## Start

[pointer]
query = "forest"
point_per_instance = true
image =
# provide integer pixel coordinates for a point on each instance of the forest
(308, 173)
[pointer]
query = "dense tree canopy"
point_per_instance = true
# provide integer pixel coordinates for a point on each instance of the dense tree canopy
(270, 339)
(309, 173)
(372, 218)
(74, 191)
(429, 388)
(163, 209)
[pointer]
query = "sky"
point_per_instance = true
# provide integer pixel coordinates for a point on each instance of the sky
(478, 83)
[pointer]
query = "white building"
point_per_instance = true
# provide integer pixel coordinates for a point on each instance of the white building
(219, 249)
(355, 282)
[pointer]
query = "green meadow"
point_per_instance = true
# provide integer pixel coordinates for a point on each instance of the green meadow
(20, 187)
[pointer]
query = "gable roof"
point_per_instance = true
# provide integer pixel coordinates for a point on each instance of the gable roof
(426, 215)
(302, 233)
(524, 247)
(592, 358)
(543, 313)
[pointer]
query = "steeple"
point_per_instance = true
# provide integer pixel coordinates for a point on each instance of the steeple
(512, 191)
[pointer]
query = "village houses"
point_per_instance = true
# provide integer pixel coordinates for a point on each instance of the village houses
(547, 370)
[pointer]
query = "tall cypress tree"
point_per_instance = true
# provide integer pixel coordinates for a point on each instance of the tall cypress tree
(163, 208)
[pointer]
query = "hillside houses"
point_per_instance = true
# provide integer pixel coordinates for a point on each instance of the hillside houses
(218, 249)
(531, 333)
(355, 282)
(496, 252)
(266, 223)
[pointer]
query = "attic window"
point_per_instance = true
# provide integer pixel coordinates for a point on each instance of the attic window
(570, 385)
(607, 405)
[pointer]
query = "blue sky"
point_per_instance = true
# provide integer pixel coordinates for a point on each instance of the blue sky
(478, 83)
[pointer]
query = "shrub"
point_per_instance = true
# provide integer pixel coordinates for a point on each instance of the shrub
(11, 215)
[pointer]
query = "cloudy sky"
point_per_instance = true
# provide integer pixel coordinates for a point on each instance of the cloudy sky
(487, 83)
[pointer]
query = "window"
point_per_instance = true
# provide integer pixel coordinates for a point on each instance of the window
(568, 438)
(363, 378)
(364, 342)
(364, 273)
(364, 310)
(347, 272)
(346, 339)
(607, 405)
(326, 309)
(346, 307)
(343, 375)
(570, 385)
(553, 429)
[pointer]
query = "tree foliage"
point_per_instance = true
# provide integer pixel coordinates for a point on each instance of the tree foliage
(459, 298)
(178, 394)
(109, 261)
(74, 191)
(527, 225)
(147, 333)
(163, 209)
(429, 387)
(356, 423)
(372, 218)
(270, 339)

## End

**Work to be completed**
Without changing a word, restate the whole listing.

**Response for this exercise**
[pointer]
query = "forest"
point_per_instance = true
image =
# provide integer pixel coordinates for a point on each instance of the forest
(308, 173)
[pointer]
query = "dense tree canopy"
point_per_instance = true
# provide integer pixel coordinates for a point on each instance of the dense tree canopy
(270, 339)
(309, 173)
(372, 218)
(74, 191)
(429, 388)
(163, 209)
[pointer]
query = "sky"
point_per_instance = true
# provide integer pixel coordinates for a point on each instance of the sky
(478, 83)
[pointer]
query = "white building"
point_per_instance = true
# provide integer pixel coordinates for a point on each instance of the white building
(219, 249)
(355, 282)
[pointer]
query = "green meadow"
point_per_instance = true
# provide integer pixel coordinates for a point on each instance of the green meadow
(20, 187)
[pointer]
query = "gable roof"
point_per_instance = true
# provide integer pixel coordinates for a point on each instance of the gable roof
(426, 215)
(302, 233)
(524, 247)
(592, 358)
(543, 313)
[pointer]
query = "steeple"
point_per_instance = true
# provide integer pixel coordinates for a point on each instance of the steeple
(512, 191)
[pointer]
query = "village houses"
point_per_instance = true
# provide integer pixel coordinates for a point on each instance of the village houses
(547, 370)
[pointer]
query = "tall cypress tree"
point_per_instance = true
# provide integer pixel coordinates for a point on each instance of the tall cypress tree
(163, 208)
[pointer]
query = "hillside houses"
point_per_instance = true
# provide integer pixel coordinates for a point on each instance of the hillside houses
(218, 249)
(531, 333)
(355, 282)
(496, 252)
(266, 223)
[pointer]
query = "attic window"
point_per_instance = true
# provide integer pixel coordinates for a point on each instance of the attic window
(570, 385)
(607, 405)
[pointer]
query = "blue sky"
point_per_instance = true
# provide integer pixel coordinates for a point on each instance of the blue sky
(478, 83)
[pointer]
query = "shrub"
point_per_instance = true
# provide integer pixel coordinates for a point on each instance of the shrub
(11, 215)
[pointer]
query = "cloudy sky"
point_per_instance = true
# provide integer pixel coordinates for a point on each instance of the cloudy sky
(487, 83)
[pointer]
query = "window"
point_per_instance = true
# provide integer pixel coordinates for a point on each instance of the window
(568, 438)
(363, 378)
(364, 342)
(364, 273)
(364, 310)
(347, 272)
(346, 339)
(607, 405)
(326, 309)
(346, 307)
(343, 375)
(570, 385)
(553, 429)
[pointer]
query = "tree foliage"
point_per_instance = true
# provide integer pixel coordinates for a point on each instance of the tree foliage
(459, 298)
(178, 394)
(109, 261)
(74, 191)
(527, 225)
(147, 333)
(163, 209)
(429, 387)
(356, 423)
(372, 218)
(270, 339)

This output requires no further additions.